Text segment.
※ ※ ※
The admission comes as the government unveils a new public body to take over the financial burden of the clean-up programme, currently estimated at nearly 48bn.

That figure is about 6bn higher than previous estimates - and officials admit the cost could increase further as more work is uncovered.

Environmental groups have accused ministers of punishing taxpayers for past mismanagement.

'Cost effective'

Friends of the Earth is calling for a National Audit Office inquiry into the handling of the nuclear industry by the Department of Trade and Industry.

In a White Paper published on Thursday, the government unveiled plans for a new authority, the Liabilities Management Authority (LMA), to take over the cost of dealing safely with the legacy of the UK's early civil nuclear programme.

Under the new arrangements, the Sellafield nuclear reprocessing complex and other ageing facilities will be transferred to the LMA from British Nuclear Fuels Limited (BNFL), which will operate the sites under contract.
※ ※ ※
Parts of the exercise.
1. Answer these questions using the passage on the nuclear clean-up.
(a) Which body does Friends of the Earth want to hold an inquiry?
(b) What is the new authority named in the White Paper called?
(c) Which company will operate the sites under contract?
2. Repeat everything in the passage on the nuclear clean-up from "Under the new" down to "sites under contract.".
3. Pick up the passage on the nuclear clean-up after its final sentence and continue it.

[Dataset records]
※ ※ ※
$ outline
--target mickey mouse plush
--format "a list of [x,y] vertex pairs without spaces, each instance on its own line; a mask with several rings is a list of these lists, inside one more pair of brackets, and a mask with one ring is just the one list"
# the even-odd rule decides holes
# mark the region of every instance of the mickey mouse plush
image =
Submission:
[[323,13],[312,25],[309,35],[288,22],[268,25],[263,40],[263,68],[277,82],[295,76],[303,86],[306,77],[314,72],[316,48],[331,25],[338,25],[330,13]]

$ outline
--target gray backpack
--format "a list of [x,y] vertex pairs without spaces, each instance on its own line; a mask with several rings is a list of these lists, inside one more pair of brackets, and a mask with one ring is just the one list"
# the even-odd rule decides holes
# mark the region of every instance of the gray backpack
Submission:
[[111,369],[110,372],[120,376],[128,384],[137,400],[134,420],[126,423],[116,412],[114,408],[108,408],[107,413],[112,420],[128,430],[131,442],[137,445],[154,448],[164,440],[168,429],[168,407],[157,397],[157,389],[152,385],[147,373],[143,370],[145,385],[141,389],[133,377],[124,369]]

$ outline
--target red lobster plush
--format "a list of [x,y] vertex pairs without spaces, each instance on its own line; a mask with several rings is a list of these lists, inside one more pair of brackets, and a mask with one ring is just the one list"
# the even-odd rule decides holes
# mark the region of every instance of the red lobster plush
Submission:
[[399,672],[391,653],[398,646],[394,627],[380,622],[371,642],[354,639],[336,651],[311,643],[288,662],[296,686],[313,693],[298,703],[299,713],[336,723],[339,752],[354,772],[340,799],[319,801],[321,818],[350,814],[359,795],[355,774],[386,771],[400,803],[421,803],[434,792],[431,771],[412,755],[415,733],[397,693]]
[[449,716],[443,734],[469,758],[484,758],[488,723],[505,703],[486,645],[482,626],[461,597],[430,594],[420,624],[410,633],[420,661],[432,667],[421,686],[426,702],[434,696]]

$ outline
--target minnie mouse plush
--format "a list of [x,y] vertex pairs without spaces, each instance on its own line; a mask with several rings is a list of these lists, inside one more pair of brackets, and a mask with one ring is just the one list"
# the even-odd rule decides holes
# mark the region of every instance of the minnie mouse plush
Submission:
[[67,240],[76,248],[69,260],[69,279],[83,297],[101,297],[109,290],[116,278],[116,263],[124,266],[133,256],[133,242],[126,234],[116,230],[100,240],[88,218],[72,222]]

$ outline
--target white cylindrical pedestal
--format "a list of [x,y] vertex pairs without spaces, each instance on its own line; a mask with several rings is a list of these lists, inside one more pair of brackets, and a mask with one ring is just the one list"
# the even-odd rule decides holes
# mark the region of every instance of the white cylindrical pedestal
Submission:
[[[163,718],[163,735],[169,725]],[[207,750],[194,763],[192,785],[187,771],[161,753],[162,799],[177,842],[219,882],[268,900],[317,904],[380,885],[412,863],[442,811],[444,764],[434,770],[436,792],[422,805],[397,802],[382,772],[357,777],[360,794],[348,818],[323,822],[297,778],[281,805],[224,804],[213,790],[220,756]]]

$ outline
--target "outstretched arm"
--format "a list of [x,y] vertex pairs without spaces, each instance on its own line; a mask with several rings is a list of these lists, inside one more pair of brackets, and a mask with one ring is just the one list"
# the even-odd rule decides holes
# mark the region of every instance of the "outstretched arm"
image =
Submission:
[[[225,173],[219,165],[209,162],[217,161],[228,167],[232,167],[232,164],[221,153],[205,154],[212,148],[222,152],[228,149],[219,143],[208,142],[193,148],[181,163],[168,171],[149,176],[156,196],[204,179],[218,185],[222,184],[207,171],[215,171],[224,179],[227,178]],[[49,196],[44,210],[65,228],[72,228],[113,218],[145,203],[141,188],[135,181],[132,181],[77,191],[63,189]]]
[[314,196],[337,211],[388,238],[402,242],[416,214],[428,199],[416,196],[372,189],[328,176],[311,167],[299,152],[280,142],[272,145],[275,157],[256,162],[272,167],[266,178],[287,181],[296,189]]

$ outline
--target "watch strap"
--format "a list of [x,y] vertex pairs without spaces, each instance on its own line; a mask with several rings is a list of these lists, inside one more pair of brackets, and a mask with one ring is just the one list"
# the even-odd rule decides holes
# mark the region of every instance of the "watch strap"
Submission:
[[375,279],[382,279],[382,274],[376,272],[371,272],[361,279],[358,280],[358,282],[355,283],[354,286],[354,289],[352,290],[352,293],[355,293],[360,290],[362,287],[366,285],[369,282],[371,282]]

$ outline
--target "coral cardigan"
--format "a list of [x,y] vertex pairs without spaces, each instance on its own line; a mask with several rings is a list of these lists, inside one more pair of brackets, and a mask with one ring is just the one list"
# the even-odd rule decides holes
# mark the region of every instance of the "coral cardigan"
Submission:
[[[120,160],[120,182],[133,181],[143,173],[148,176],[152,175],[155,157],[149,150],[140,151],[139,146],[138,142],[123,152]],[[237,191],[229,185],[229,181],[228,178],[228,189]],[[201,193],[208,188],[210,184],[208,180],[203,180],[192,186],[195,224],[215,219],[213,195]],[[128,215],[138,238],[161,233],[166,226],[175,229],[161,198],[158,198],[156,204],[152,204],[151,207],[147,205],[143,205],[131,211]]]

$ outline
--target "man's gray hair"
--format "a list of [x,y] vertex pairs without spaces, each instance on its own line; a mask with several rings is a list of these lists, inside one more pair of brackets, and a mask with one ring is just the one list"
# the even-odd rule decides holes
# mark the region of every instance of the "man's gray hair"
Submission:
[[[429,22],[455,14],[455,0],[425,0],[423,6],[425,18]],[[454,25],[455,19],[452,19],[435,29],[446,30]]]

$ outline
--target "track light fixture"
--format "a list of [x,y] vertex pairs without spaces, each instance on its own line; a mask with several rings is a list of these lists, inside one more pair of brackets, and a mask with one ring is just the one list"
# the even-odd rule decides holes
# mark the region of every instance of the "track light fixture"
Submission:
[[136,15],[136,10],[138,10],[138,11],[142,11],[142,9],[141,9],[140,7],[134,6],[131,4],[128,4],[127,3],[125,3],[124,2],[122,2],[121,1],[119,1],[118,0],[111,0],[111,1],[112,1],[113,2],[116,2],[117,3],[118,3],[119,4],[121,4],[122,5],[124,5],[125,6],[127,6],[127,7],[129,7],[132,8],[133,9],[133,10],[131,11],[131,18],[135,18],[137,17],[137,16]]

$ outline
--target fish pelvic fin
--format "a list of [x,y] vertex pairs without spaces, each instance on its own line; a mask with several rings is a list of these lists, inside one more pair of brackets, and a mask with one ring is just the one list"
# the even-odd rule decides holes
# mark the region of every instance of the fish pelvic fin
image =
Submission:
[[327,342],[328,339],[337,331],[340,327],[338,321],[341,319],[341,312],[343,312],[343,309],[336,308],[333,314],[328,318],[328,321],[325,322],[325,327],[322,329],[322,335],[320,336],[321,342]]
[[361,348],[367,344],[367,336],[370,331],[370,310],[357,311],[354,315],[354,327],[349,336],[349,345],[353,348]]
※ ※ ※
Responses.
1.
(a) The National Audit Office.
(b) The Liabilities Management Authority (LMA).
(c) British Nuclear Fuels Limited (BNFL).

2.
Under the new arrangements, the Sellafield nuclear reprocessing complex and other ageing facilities will be transferred to the LMA from British Nuclear Fuels Limited (BNFL), which will operate the sites under contract.

3.
The move is designed to free BNFL up for part-privatisation in two years.

The LMA's remit will be to ensure that the clean up is carried out "safely, securely, cost effectively and in ways which will protect the environment".

Effectively bankrupt

Energy minister Brian Wilson said: "The LMA will have strategic management control of clean-up across the UK, based on high safety, security and environmental standards, while maximising value for money for the taxpayer."

The huge liabilities of cleaning up the radioactive waste which has accumulated over 50 years has left BNFL effectively bankrupt, it emerged last year.

BNFL's nuclear reprocessing plant at Sellafield
BNFL is effectively bankrupt
The proposals unveiled on Thursday mean that, free of most of its liabilities, BNFL can concentrate on its business operations: nuclear fuel manufacture, fuel reprocessing, clean-up and Magnox generation.

The government had hoped to raise up to 1.5bn by selling off up to 49% of the company.

BNFL is one of the world's biggest suppliers of nuclear services and has an annual turnover of about 2bn.

Nearly half of this comes from fuel manufacture and reactor servicing, which have emerged unscathed from the safety expectations.

Public responsibility

About one-quarter of the company's work involves the operation of Magnox nuclear power stations in the UK.

The government denies accusations by environmental groups that the taxpayer will pay the price for past mistakes in the running of BNFL.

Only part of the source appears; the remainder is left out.